> _GOAL_: Tally the lines of the records below that contain the string "post", counting only matches in the same case. Give the number alone.

> _Contour labeling entries_:

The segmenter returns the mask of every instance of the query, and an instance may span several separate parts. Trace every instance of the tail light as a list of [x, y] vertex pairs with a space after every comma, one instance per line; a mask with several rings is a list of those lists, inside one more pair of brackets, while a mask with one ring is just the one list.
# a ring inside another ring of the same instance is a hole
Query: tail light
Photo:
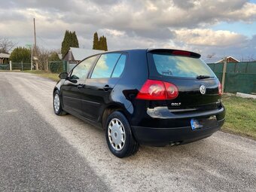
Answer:
[[220, 82], [218, 82], [218, 95], [219, 96], [222, 95], [222, 86]]
[[144, 100], [174, 99], [178, 95], [178, 87], [168, 82], [148, 79], [136, 99]]

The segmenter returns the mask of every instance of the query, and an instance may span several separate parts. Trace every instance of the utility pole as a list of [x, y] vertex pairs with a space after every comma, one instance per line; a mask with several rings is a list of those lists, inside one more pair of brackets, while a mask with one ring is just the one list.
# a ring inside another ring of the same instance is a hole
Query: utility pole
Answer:
[[31, 64], [30, 64], [30, 71], [32, 71], [33, 66], [33, 44], [31, 44]]
[[226, 78], [226, 71], [227, 71], [227, 56], [225, 56], [224, 58], [224, 63], [223, 65], [223, 70], [222, 70], [222, 82], [221, 82], [221, 84], [222, 84], [222, 93], [224, 93], [224, 86], [225, 86], [225, 78]]
[[[36, 47], [36, 38], [35, 38], [35, 22], [34, 18], [34, 39], [35, 39], [35, 57], [38, 56], [37, 54], [37, 47]], [[35, 59], [35, 69], [38, 70], [38, 63], [37, 62], [37, 59]]]

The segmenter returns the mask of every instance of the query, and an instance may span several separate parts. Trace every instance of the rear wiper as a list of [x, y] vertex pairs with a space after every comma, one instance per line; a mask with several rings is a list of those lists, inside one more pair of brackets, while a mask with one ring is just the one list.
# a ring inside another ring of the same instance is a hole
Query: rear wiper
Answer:
[[213, 78], [209, 75], [197, 75], [197, 79], [204, 79], [204, 78]]

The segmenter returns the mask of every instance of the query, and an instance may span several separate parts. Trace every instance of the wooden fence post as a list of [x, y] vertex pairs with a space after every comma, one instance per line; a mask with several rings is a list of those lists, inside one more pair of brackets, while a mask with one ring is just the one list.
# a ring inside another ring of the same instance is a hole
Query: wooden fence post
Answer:
[[224, 86], [225, 86], [225, 78], [226, 78], [226, 71], [227, 71], [227, 56], [224, 58], [224, 63], [223, 66], [223, 70], [222, 70], [222, 93], [224, 93]]

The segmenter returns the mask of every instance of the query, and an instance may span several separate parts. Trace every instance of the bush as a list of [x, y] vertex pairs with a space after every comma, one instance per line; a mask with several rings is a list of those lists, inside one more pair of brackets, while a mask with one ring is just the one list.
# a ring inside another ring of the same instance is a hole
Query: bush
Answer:
[[49, 69], [52, 73], [61, 73], [63, 72], [63, 62], [62, 61], [50, 61]]

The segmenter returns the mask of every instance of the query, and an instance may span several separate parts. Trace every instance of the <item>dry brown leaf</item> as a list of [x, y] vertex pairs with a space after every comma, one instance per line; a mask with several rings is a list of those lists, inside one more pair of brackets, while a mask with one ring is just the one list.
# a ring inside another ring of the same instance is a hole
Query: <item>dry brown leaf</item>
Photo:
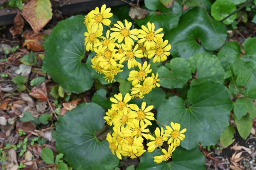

> _RESPONSE TO THIS EXERCISE_: 2